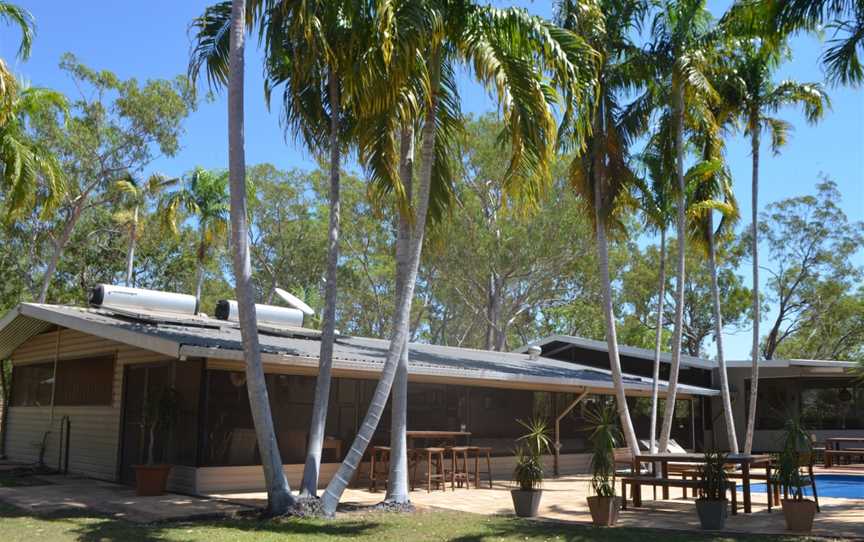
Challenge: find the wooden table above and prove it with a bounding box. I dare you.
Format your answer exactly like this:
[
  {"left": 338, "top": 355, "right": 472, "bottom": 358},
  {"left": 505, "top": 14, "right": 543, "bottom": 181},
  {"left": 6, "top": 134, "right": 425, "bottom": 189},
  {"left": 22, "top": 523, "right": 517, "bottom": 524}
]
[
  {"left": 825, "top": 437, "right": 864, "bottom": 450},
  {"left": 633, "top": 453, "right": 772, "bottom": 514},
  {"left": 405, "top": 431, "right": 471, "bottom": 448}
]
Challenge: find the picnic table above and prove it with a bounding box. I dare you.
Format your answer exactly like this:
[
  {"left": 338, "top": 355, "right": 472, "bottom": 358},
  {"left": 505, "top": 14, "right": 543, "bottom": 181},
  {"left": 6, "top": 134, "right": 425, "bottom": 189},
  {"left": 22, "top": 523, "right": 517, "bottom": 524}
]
____________
◆ **What to do**
Return every line in the records above that contains the word "with", copied unchanged and in the same order.

◆ **Answer to the problem**
Challenge: find the wooden table above and prove it with a bounding box. I dare you.
Challenge: find the picnic table above and prove it with a bounding box. I dare you.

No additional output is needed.